The monument consists of a large gold-colored flame, a symbol of rebirth or transformation. Amid the flames stand statues of great personages from Poland’s history, including: Boleslaw Chrobry, the first crowned king of Poland and King Jan Sobieski, who led his winged hussars to defeat the Turks and lift the siege of Vienna.

Despite a frigid wind, the attendees remained committed to carry on to the end. One jovial middle-aged man commented: “Every time we plan an event at the memorial, we can be sure there will be bad weather. At least it did not rain this year.”

The impressive list of guest speakers included a representative from Gov. Robert Erlich’s office and U.S. Senator Paul S. Sarbanes (D).

Fifteen young girls, dressed in beautiful traditional Polish dresses, added life to the event by dancing national folk dances.

After the memorial at the monument, attendees were invited for a meal at the Polish National Alliance building a few blocks away. During the meal two aluminum plaques were unveiled: one explaining the Katyn Massacre and another describing the monument were unveiled. These will be placed at the base of the monument to explain its significance to passers-by.

During the meal, members of the National Katyn Memorial Foundation spoke on the importance of remembering the Katyn Massacre and spreading awareness so that such a tragedy never occurs again.

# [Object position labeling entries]
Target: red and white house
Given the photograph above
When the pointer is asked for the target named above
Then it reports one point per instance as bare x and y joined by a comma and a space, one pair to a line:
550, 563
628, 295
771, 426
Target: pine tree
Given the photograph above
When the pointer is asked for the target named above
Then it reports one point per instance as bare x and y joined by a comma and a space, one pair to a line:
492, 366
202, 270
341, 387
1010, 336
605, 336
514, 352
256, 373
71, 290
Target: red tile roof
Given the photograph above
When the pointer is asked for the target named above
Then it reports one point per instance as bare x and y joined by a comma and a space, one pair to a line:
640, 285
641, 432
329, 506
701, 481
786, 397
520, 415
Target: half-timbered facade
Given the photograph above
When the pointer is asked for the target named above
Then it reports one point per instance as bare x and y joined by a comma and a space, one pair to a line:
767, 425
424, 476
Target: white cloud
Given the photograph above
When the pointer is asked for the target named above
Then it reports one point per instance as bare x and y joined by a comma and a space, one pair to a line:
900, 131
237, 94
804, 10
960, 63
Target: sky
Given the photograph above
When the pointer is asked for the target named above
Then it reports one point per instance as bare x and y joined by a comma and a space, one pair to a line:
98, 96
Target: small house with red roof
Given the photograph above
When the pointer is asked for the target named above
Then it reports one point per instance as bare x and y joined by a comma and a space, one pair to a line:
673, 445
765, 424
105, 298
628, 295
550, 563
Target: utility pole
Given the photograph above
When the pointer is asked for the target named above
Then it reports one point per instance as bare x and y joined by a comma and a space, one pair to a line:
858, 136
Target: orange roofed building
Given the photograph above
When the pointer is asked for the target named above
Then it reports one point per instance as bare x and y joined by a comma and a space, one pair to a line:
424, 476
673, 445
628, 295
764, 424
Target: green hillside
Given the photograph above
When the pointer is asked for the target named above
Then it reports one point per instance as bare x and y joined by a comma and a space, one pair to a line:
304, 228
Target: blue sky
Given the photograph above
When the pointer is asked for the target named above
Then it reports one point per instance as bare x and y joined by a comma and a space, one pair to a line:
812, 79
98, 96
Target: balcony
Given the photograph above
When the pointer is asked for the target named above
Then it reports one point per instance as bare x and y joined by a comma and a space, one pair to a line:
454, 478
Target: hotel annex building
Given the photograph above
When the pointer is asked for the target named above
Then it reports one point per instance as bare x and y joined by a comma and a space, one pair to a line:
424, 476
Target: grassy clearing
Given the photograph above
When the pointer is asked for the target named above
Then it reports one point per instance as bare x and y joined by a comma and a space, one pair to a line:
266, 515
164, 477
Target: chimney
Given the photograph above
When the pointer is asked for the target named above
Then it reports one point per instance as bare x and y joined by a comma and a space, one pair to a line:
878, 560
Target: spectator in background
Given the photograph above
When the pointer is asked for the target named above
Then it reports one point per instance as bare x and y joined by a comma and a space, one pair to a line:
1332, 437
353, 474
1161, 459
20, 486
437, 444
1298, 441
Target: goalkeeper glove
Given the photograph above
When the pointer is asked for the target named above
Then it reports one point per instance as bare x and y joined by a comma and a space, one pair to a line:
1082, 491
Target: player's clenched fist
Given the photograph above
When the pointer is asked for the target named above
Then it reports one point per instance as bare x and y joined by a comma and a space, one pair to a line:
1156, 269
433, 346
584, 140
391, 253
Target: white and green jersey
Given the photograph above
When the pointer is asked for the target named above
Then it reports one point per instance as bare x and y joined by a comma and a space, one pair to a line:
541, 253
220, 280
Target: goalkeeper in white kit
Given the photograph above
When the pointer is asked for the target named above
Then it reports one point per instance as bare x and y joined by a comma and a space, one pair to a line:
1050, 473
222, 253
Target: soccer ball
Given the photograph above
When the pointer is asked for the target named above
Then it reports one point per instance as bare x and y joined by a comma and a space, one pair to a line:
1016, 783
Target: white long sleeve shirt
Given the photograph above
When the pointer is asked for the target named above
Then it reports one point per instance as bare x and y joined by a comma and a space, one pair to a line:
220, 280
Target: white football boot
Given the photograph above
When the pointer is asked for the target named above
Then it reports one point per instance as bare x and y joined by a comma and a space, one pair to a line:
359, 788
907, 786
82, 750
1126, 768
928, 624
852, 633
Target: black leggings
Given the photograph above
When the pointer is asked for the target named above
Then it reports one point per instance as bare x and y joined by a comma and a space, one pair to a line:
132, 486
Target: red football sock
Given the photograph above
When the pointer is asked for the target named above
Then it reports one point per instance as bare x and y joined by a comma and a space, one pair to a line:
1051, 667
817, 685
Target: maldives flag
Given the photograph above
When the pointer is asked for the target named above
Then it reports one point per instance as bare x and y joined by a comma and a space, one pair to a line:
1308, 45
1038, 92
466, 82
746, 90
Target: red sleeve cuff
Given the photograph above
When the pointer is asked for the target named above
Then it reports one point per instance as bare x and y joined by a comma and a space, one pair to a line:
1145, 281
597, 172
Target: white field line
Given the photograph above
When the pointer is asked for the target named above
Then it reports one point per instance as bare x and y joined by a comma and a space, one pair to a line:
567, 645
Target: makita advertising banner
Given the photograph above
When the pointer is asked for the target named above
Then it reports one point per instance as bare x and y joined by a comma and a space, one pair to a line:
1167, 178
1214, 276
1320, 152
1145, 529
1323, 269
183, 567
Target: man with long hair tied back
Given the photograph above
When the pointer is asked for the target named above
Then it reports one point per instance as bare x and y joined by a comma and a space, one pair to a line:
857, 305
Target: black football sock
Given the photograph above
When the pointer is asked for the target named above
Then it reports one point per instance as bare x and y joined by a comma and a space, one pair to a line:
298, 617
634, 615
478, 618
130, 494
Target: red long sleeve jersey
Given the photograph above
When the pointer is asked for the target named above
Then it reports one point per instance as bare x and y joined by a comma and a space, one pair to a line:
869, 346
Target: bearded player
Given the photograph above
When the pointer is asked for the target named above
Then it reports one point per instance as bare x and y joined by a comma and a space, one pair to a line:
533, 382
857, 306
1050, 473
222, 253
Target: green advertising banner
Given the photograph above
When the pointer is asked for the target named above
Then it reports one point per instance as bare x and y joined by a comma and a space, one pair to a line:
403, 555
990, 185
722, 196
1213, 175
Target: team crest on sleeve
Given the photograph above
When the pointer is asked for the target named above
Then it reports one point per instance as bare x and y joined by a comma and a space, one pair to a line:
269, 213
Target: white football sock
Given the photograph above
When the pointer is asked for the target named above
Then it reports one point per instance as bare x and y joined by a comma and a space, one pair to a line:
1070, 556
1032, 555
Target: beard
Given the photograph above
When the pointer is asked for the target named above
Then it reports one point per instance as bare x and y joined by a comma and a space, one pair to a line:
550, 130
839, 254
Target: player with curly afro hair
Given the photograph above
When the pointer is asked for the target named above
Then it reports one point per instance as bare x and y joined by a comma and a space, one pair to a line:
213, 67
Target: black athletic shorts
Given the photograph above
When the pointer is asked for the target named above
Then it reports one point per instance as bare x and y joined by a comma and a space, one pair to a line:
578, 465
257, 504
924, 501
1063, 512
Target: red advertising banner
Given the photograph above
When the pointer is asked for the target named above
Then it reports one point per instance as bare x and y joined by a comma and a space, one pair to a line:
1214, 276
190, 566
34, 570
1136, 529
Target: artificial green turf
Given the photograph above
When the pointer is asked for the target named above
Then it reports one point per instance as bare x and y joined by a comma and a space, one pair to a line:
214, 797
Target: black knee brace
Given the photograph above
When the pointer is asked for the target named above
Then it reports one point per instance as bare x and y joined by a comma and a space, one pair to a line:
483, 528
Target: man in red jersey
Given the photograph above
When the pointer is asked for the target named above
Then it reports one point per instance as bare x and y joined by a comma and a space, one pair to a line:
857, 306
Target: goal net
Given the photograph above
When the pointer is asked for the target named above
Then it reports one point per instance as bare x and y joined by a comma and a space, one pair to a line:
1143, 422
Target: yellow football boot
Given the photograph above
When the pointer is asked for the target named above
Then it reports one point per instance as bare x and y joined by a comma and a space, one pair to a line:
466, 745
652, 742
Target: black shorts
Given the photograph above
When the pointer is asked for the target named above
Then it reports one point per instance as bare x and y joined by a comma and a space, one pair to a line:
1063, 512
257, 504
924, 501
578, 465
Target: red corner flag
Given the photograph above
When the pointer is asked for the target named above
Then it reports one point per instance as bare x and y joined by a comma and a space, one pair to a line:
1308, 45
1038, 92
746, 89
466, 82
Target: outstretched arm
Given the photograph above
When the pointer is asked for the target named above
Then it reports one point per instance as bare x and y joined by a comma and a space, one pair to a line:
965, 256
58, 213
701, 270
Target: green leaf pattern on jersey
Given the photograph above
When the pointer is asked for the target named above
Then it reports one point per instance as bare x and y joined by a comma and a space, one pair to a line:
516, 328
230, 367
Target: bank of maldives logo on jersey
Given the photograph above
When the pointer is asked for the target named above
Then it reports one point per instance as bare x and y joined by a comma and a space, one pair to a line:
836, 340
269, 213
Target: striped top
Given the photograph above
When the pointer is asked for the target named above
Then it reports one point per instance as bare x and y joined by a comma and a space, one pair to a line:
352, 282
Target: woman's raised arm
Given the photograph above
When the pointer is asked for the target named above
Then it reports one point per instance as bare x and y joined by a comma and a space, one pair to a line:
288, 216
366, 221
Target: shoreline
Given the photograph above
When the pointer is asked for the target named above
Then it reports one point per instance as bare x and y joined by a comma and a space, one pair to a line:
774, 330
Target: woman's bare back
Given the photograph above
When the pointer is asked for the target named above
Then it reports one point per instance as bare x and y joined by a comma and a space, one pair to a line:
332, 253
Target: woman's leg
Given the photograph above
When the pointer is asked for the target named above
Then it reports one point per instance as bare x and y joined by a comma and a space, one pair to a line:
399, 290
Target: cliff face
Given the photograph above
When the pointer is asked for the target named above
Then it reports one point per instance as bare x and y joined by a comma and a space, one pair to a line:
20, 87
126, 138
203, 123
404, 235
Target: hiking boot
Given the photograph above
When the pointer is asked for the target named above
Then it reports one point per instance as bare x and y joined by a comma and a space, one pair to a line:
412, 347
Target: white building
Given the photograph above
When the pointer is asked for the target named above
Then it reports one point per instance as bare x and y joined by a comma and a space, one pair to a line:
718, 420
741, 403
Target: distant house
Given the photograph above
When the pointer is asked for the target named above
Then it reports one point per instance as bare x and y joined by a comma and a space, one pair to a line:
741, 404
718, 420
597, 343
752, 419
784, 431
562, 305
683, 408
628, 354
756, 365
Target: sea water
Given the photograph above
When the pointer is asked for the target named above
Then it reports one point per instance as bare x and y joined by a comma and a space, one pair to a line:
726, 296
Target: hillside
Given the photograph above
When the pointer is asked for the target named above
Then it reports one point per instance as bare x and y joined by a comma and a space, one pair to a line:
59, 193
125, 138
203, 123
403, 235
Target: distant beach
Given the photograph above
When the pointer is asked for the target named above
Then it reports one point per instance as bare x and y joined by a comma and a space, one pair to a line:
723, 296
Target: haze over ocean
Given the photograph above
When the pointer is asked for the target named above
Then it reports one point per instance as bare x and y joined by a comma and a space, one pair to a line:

# [WORK TO DO]
**1)** Answer these questions about the Katyn memorial account:
(a) Which king depicted on the monument led his winged hussars to lift the siege of Vienna?
(b) How many young girls performed national folk dances at the event?
(c) What did each of the two aluminum plaques unveiled during the meal explain or describe?
**2)** Extend the Katyn memorial account, picking up after its last sentence.

# [ANSWER LIST]
**1)**
(a) King Jan Sobieski.
(b) Fifteen.
(c) One plaque explains the Katyn Massacre, and the other describes the monument.

**2)**
The bodies of 20,000 Polish officers were thrown into mass graves, in Russia's Katyn Forest and nearby areas.

The Massacre
To fully understand the significance of the Katyn Massacre, it helps to look back to the beginning of World War II. On September 11, 1939, Nazi Germany invaded Poland from the west, an event which sparked the outbreak of the war. A couple of weeks later, the Soviet Union, at that time allied with the Nazis, invaded from the east. Sandwiched by this Soviet-Nazi alliance, Poland fought valiantly before falling to the two invaders.

The Soviets rulers terrorized Poland, sending 1.5 million citizens to Siberia, capturing 250,000 military personnel and sending over 20,000 border-guard officers to three Soviet prison camps.

These 20,000 (most of them reservists) were composed of priests, professors, judges, civil servants and others. In the words inscribed on the Katyn monument’s new plaque, “They were Poland’s leaders and thinkers, the flower of Polish intelligentsia…to hardened Communists they were class enemies and, therefore, enemies of the Soviet Union.”

After months of interrogations and attempted indoctrination, they were put on trains under the false impression that they were being returned to Poland. From the trains, they were transferred to prison buses which drove them into remote areas of the Russian forest, where they were bound, shot in the back of the head and thrown into mass graves.

In 1941, Nazi Germany turned against its Communist ally and invaded the Soviet Union. Subsequently, the Soviet Union attempted to blame the Katyn Massacre on the Germans.

The Soviet Union only admitted guilt in 1989 after the fall of the Iron Curtain.

The body of a Polish officer pulled from a mass grave in Katyn.

Almost Worse Than Genocide
During the memorial, one young man said: “The massacre at Katyn was a crime that was almost worse than genocide. Rather than trying to exterminate all the Polish, they tried to destroy their cultural and intellectual elite, thus facilitating the imposition of an anti-natural lifestyle that is at the core of communist ideology.”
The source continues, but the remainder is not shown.